## EXCERPTED TEXT:
In Figure 2, we compare the four different attribution methods. Occlusion clearly stands out by producing a much coarser attribution map than the other methods. This is due to the fact that the size of the patch which is being occluded, scales inversely with the run-time. Running the occlusion method for a 3D image with a patch size of 1x1x1, in order to match the sharpness of the other methods, would be computationally unfeasible. One can also note that gradient*input seems to produce the least continuous regions. With exception of occlusion, all methods seem to attribute importance to the hippocampus.
An attribution method would be expected to produce similar heatmaps when the model training is repeated identically. Table 1 shows the L2-norms for each attribution method, between all of its average attribution maps. LRP and guided backpropagation have the smallest L2-norms between their average heatmaps. Occlusion has L2-norms by a magnitude larger than the other methods, which might be due to the limited sharpness. Average heatmaps have been scaled by their maximum value to produce comparable results.

## WHAT IS EXPECTED:
Resume the passage comparing attribution heatmaps, starting right after its last sentence.

## DATA EXCERPTS:
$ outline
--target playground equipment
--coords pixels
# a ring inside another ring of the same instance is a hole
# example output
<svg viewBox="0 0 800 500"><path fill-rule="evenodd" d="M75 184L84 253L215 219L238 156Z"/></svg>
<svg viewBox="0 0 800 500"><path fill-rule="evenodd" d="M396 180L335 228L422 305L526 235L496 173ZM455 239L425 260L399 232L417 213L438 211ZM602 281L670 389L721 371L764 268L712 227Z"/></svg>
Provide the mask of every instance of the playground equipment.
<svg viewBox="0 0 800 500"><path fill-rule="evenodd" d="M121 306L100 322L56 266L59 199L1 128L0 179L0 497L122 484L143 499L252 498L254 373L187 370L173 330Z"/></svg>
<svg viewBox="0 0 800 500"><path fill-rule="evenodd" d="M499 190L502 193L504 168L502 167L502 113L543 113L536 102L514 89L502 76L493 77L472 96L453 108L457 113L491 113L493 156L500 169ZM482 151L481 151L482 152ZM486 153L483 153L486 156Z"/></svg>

---

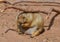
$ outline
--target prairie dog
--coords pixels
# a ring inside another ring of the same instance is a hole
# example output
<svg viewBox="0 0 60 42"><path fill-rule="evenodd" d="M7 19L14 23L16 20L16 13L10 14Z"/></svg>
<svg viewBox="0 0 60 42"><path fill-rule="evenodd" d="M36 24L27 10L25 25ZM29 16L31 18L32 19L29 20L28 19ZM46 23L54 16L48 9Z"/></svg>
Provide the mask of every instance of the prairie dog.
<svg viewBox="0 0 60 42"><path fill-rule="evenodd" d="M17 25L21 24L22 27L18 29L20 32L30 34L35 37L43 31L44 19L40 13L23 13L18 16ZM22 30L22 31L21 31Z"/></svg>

--

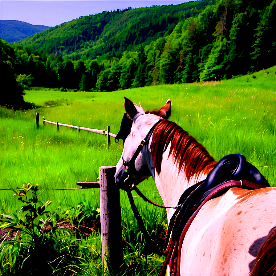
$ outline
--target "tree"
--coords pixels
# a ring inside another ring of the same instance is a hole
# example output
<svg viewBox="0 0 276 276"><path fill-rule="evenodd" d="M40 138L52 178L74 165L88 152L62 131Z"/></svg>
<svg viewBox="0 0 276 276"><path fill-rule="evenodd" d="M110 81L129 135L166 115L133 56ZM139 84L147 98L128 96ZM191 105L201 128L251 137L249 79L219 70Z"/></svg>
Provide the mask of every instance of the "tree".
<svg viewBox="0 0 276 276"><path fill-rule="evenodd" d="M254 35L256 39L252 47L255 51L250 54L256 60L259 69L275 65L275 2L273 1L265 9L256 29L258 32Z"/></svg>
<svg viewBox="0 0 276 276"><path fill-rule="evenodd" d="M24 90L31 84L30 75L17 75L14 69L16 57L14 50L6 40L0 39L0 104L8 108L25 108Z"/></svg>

## THE ANSWER:
|Method||True positives||True negatives|
|Gradient * input||3102||3145|
When dividing the attributions into brain regions, large regions such as cerebral white matter and the cerebellum receive most attribution. Normalized by region size, the basal forebrain, 4th ventricle, hippocampus and amygdala become highlighted. Standardizing by attributions of healthy controls leads to rather inconsistent orderings. In Figure 3, we show how much the top 10 brain regions, in terms of attribution, intersect with each other over repetitions. An intersection of 100% means that the regions between those two runs contain the same regions in their top 10, ignoring the order within those 10. In Table 2, we averaged the intersections separately for each attribution method and each metric. All methods have their highest intersection in terms of region-wise sum, guided backpropgation and LRP seem to reproduce the same regions almost perfectly. Even though occlusion seemed to perform poorly in the other measures it has a consistency higher than gradient*input. All methods perform worst in terms of gain of relevance which might be due to the scarcity within healthy control attribution maps as discussed in [boehle2019visualizing].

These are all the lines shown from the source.